> [What you are asked to do] Count how many lines hold "yellow" in the records, and respond with that number by itself.
BEGIN Material provided
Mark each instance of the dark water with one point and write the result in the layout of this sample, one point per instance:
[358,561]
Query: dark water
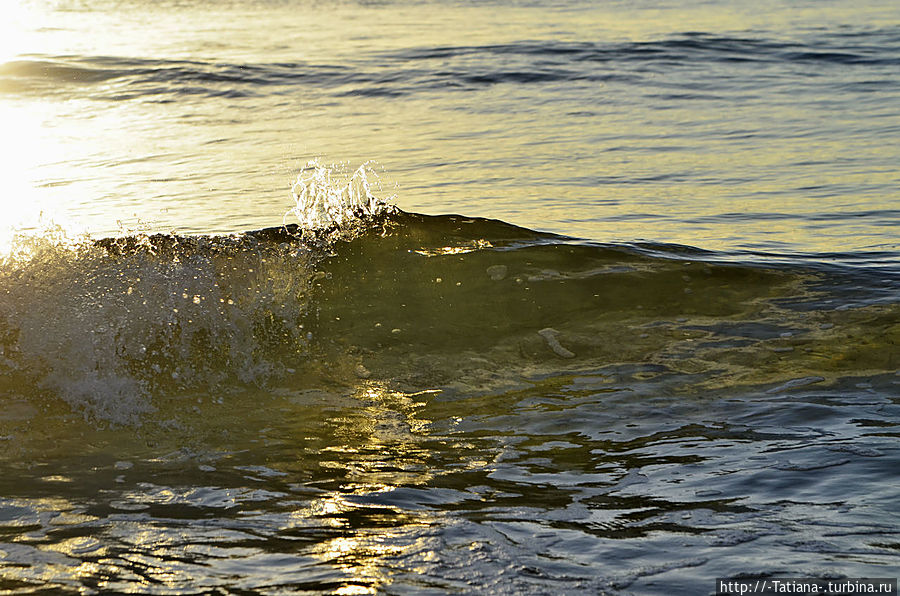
[659,347]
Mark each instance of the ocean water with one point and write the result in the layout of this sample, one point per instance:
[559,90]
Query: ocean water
[447,297]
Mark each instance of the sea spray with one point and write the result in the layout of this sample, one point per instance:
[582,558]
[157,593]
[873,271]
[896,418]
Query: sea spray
[117,326]
[325,199]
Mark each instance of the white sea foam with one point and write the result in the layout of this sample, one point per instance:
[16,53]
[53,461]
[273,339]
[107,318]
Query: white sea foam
[326,198]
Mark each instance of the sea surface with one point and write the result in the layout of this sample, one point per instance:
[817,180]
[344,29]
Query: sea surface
[395,297]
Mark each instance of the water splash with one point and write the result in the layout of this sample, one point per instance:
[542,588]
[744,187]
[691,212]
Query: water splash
[325,198]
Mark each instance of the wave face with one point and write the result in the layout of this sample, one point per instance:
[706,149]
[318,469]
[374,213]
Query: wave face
[369,408]
[118,327]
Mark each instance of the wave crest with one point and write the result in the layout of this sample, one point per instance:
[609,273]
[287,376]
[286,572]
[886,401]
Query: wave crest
[327,199]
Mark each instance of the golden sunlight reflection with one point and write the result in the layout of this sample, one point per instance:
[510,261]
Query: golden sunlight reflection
[385,440]
[17,16]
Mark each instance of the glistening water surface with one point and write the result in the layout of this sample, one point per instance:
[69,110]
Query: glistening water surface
[660,345]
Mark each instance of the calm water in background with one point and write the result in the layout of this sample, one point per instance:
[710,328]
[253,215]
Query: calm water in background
[703,384]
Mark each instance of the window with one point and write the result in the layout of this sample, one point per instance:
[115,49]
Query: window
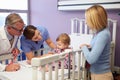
[17,6]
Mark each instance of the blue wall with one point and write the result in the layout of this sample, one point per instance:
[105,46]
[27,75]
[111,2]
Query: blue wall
[45,13]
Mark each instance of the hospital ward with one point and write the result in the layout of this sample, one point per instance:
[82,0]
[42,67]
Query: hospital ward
[59,40]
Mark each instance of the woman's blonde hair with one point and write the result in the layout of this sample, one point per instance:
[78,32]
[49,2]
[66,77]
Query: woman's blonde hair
[64,38]
[96,17]
[12,18]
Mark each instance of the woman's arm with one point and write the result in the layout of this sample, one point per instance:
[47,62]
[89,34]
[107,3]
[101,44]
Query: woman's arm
[50,43]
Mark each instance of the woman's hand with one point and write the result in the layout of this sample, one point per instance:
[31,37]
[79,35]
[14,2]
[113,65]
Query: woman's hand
[85,45]
[15,51]
[12,67]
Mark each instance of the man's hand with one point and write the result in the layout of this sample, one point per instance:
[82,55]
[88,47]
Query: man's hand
[12,67]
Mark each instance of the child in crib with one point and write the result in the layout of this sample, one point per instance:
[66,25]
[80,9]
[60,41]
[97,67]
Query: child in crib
[62,43]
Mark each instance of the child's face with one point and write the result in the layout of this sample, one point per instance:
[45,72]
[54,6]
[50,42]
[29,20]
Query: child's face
[61,45]
[37,36]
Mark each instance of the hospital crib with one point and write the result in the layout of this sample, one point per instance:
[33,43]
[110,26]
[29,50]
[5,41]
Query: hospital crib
[79,34]
[59,74]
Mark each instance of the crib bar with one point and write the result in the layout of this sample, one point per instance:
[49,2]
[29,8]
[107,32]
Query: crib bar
[86,28]
[34,73]
[62,72]
[36,62]
[43,72]
[79,60]
[56,70]
[50,72]
[73,70]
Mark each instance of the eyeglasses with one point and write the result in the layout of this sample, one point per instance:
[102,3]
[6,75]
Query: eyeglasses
[17,29]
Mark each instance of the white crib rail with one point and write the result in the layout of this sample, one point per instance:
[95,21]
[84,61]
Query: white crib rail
[36,62]
[4,57]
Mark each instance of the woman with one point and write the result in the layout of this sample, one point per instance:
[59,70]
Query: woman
[8,39]
[32,40]
[98,57]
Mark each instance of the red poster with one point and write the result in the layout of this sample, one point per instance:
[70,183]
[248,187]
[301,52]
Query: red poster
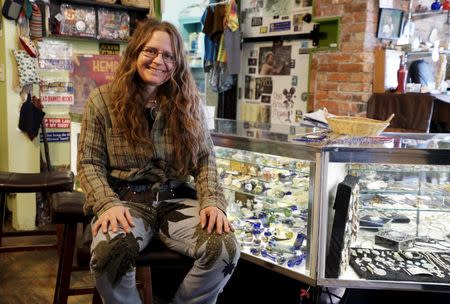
[57,123]
[89,72]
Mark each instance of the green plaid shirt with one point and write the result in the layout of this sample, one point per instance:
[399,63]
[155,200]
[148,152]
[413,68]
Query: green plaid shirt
[105,156]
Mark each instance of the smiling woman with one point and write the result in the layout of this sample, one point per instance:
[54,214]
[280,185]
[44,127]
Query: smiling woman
[142,137]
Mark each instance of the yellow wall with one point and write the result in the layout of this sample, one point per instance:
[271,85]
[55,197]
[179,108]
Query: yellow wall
END Material provided
> [Exercise response] 2